Exercise » Write out all of the records below precisely as given, omitting the images.

[[ Source data open ]]

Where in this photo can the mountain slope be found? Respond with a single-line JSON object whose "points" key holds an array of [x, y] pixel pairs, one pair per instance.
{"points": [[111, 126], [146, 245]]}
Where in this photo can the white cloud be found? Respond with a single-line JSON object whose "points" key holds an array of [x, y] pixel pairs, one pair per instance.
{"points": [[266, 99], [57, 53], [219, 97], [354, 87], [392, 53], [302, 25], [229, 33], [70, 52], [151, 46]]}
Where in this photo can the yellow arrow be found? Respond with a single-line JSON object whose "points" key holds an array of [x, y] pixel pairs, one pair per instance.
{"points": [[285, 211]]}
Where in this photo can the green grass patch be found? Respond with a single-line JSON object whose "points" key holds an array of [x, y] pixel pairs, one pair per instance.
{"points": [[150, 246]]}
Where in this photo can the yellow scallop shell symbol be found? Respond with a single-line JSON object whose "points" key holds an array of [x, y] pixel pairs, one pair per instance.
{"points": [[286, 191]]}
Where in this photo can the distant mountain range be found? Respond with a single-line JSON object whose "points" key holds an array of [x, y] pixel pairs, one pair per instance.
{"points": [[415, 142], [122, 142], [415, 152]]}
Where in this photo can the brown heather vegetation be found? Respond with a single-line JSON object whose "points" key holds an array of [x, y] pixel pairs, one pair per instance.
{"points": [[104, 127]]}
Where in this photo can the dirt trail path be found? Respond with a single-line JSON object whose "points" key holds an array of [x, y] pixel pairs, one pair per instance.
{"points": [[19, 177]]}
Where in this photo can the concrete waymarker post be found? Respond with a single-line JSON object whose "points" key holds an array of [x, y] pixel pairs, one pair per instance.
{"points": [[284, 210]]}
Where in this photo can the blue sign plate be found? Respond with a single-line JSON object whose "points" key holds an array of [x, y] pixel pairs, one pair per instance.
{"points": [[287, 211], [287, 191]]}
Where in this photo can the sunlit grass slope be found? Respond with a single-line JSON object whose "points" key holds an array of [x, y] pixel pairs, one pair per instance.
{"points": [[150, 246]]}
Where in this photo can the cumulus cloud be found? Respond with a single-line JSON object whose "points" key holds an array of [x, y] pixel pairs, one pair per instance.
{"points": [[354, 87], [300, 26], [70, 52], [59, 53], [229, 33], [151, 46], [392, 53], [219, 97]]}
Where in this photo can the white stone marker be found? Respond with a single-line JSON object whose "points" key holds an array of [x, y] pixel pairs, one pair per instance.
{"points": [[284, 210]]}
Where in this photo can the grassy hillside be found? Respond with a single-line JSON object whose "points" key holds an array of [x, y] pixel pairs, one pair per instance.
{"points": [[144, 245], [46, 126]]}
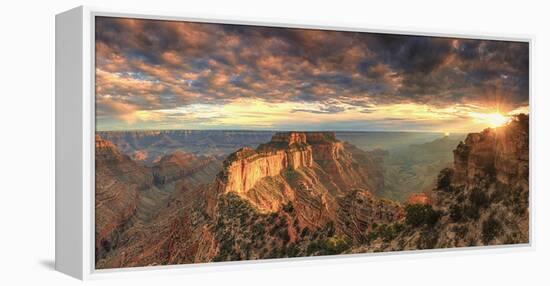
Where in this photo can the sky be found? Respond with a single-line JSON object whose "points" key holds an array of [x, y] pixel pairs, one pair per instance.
{"points": [[153, 74]]}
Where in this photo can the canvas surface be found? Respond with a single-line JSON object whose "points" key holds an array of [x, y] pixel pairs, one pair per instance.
{"points": [[228, 142]]}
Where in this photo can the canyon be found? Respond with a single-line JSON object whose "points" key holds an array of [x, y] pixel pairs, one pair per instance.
{"points": [[305, 194]]}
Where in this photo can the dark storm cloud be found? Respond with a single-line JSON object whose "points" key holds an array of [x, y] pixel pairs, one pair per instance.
{"points": [[146, 64]]}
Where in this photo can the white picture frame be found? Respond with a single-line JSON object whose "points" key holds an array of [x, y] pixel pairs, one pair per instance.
{"points": [[75, 129]]}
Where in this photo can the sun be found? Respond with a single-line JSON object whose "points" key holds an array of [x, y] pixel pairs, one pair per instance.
{"points": [[493, 120]]}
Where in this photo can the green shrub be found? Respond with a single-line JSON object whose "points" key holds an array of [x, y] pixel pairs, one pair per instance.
{"points": [[444, 179], [456, 213], [288, 207], [479, 198]]}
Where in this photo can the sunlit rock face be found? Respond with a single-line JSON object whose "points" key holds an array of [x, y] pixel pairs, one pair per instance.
{"points": [[307, 167], [501, 153], [117, 185], [247, 166]]}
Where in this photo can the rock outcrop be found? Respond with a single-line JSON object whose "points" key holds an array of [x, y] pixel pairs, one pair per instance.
{"points": [[178, 165], [318, 157], [482, 200]]}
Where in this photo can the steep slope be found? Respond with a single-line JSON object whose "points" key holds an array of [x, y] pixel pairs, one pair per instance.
{"points": [[118, 181], [293, 162], [482, 200], [275, 201], [177, 165]]}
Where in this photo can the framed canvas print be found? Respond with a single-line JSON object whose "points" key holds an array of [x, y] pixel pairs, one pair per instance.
{"points": [[184, 141]]}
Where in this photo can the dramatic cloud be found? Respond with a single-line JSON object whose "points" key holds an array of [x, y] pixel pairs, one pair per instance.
{"points": [[167, 74]]}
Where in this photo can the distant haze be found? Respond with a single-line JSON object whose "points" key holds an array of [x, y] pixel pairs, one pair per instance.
{"points": [[180, 75]]}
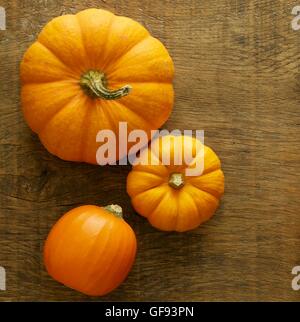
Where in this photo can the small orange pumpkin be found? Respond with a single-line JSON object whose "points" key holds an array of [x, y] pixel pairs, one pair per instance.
{"points": [[90, 249], [88, 72], [170, 199]]}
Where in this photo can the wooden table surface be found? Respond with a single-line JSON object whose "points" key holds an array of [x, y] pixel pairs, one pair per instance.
{"points": [[237, 77]]}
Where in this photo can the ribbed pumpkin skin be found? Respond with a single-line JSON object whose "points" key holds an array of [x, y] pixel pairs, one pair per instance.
{"points": [[179, 209], [90, 250], [61, 113]]}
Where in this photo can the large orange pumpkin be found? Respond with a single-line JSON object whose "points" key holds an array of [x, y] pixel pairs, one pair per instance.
{"points": [[169, 197], [88, 72], [90, 249]]}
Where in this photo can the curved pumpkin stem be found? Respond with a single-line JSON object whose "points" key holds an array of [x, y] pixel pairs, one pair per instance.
{"points": [[176, 180], [115, 210], [93, 83]]}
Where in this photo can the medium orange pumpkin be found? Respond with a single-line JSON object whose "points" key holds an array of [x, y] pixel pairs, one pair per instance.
{"points": [[170, 199], [90, 249], [88, 72]]}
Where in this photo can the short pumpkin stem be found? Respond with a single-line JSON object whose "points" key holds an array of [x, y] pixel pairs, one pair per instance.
{"points": [[115, 209], [94, 84], [176, 180]]}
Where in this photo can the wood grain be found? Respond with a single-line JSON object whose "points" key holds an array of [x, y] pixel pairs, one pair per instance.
{"points": [[237, 77]]}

[[ Source data closed ]]

Answer space »
Where in this photo can the mountain slope be found? Respond with a single-line JSON object whose "points" key holds an array of [x, y] pixel pairs, one pair per instance.
{"points": [[111, 126], [146, 245]]}
Where in this photo can the white cloud be found? Respond with a single-line JSON object whose "points" key holds an array of [x, y] pixel pairs, one pair per instance.
{"points": [[266, 99], [57, 53], [219, 97], [354, 87], [392, 53], [302, 25], [229, 33], [70, 52], [151, 46]]}
Where in this photo can the yellow arrow be found? Respond with a single-line JSON object whose "points" key holds an array of [x, y] pixel pairs, one pair per instance.
{"points": [[285, 211]]}
Where in this photo can the green grass patch be found? Respond with a single-line JSON object whose "points" key holds an array of [x, y] pixel pairs, one pair per instance.
{"points": [[150, 246]]}
Where in this photo can the yellow scallop shell symbol be found? Respond with a single-line JSON object whose "points" key holds an array of [x, y] pixel pairs, one pair per instance.
{"points": [[286, 191]]}
Where in this photo can the distant mountain range be found? Respond with a single-line JSON object whose "points" key holds an array of [x, y] pixel pairs, one pair per instance.
{"points": [[415, 142], [122, 142], [415, 152]]}
Where in this photo can the brown heather vegetation be found? Respond with a single-line JSON object whose "points" key holds an array of [x, y] pixel pairs, one pair per instance.
{"points": [[104, 127]]}
Where in this photo can the dirt trail path be found? Respond with a single-line JSON object whose "points" key holds an array of [x, y] pixel pairs, one pair per instance.
{"points": [[19, 177]]}
Where in this photo can the concrete waymarker post be found? Respond with a single-line JSON object whose "points" key holds an array of [x, y] pixel pairs, one pair per instance.
{"points": [[284, 210]]}
Where in this photo can the blue sign plate be found? Respond with a single-line JSON object whose "points" key holds an array of [x, y] pixel pairs, one pair per instance.
{"points": [[287, 211], [287, 191]]}
Where in this photo can the sunlit grass slope be found? Respond with a single-line JSON object whose "points" key holds an array of [x, y] pixel pairs, one pair per instance.
{"points": [[150, 246]]}
Where in this photo can the cumulus cloud be found? Respond with a single-line JSON object whose "points" key holds an array of [x, y] pixel pairs, one pair per instance.
{"points": [[354, 87], [300, 26], [70, 52], [59, 53], [229, 33], [151, 46], [392, 53], [219, 97]]}
Where in this photo can the white stone marker be found? Respond with a single-line JSON object whose "points" key holds an array of [x, y] pixel pairs, one pair per instance.
{"points": [[284, 210]]}
Where in this photo can the grassy hillside be found? Respond with a single-line JSON object whose "points" key holds an array of [x, y] pixel pairs, one pair per instance.
{"points": [[144, 245], [46, 126]]}
Where in this photo can the sky be found? Respond with a single-line JSON object whose "points" key holds an array of [x, y] pixel pairs, one pair per instance.
{"points": [[153, 74]]}
Where in this photo can the canvas surface be found? Respond with a single-line JSON object whose "points" key holds an array of [x, y] pixel pairs, one pair per instance.
{"points": [[228, 142]]}
Where in this photo can the canyon be found? Respond with a single-line JSON object whose "points" key holds an array of [x, y] pixel pairs, one pair per instance.
{"points": [[305, 194]]}
Where in this photo can the dark storm cloud be found? Respond with a single-line JSON object whose "points" key holds an array of [x, y] pixel pairs, one pair per instance.
{"points": [[146, 64]]}
Where in this photo can the white picture frame be found? Respond with a single-line JSON object whose "points" key holds an array of [x, y] pixel pairs, one pair per instance.
{"points": [[75, 129]]}
Where in this photo can the sun be found? Respond with a single-line JSON object whose "points" key holds an array of [x, y] pixel pairs, one pair per instance.
{"points": [[493, 120]]}
Where in this photo can the green shrub be found? Respond with a single-line JSON object whose "points" key holds an array of [x, y] pixel pairs, one pair per instance.
{"points": [[444, 179], [456, 213], [288, 207], [479, 198]]}
Where in this photo can the sunlit rock face be found? Respond with a single-line JSON object whose "points" key holds an array of [x, y] pixel pairs, one pair per instance.
{"points": [[307, 167], [501, 153], [117, 185], [247, 166]]}
Where in this photo can the rock outcrop be found? Respond with a single-line JSON object whose "points" key holds an array of [x, y] pixel pairs, one pair per instance.
{"points": [[178, 165], [318, 157], [482, 200]]}
Where in this photo can the steep slope be found? Respond with a single-line JSON object whose "points" key holds an array of [x, y] pixel pairs, one pair per instance.
{"points": [[118, 181], [293, 162], [482, 200], [275, 201], [177, 165]]}
Where in this photo can the framed canvas print be found? Respond with a single-line JSON object whose "points" key holds an array of [x, y] pixel pairs, one pair per instance.
{"points": [[184, 141]]}
Where in this photo can the dramatic cloud be found? Respond with a single-line JSON object whose "points" key holds an array of [x, y] pixel pairs, one pair per instance.
{"points": [[167, 74]]}
Where in this photo can the distant haze be found? Respond with a single-line JSON object whose "points" key holds an array of [x, y] pixel pairs, one pair per instance.
{"points": [[180, 75]]}
Where in this photo can the small orange pumpkin be found? Respond with a single-line JSON object whose "points" key holds an array of [x, y] pixel pairs, one pair per instance.
{"points": [[90, 249], [88, 72], [170, 199]]}
Where in this photo can the wooden table surface be found? Respond with a single-line JSON object whose "points" key holds an array of [x, y] pixel pairs, one pair per instance.
{"points": [[237, 77]]}
Where in this photo can the ribbed pumpkin skin be found? Respond with a single-line JSON object whose "points" key holds an array of [x, y] pixel pairs, one pair per instance.
{"points": [[179, 209], [90, 250], [61, 113]]}
Where in this photo can the large orange pumpkin be found? Respond with a single-line JSON object whose "points" key holds an array of [x, y] pixel pairs, one pair per instance.
{"points": [[169, 197], [88, 72], [90, 249]]}
Where in this photo can the curved pumpkin stem be found? Respond with a single-line JSON object whose "points" key holds an array of [x, y] pixel pairs, one pair per instance.
{"points": [[176, 180], [115, 210], [93, 83]]}
Where in this photo can the medium orange pumpkin be found? Respond with a single-line JSON object whose "points" key holds an array of [x, y] pixel pairs, one pair per instance.
{"points": [[170, 199], [90, 249], [88, 72]]}
Where in this photo can the short pumpkin stem be found? Respond with a single-line JSON object whose "points" key holds an array of [x, y] pixel pairs, one pair per instance.
{"points": [[115, 209], [94, 84], [176, 180]]}
Where in this photo can the wood grain be found? Respond with a single-line JSON object whose "points" key holds an array of [x, y] pixel pairs, one pair per instance.
{"points": [[237, 77]]}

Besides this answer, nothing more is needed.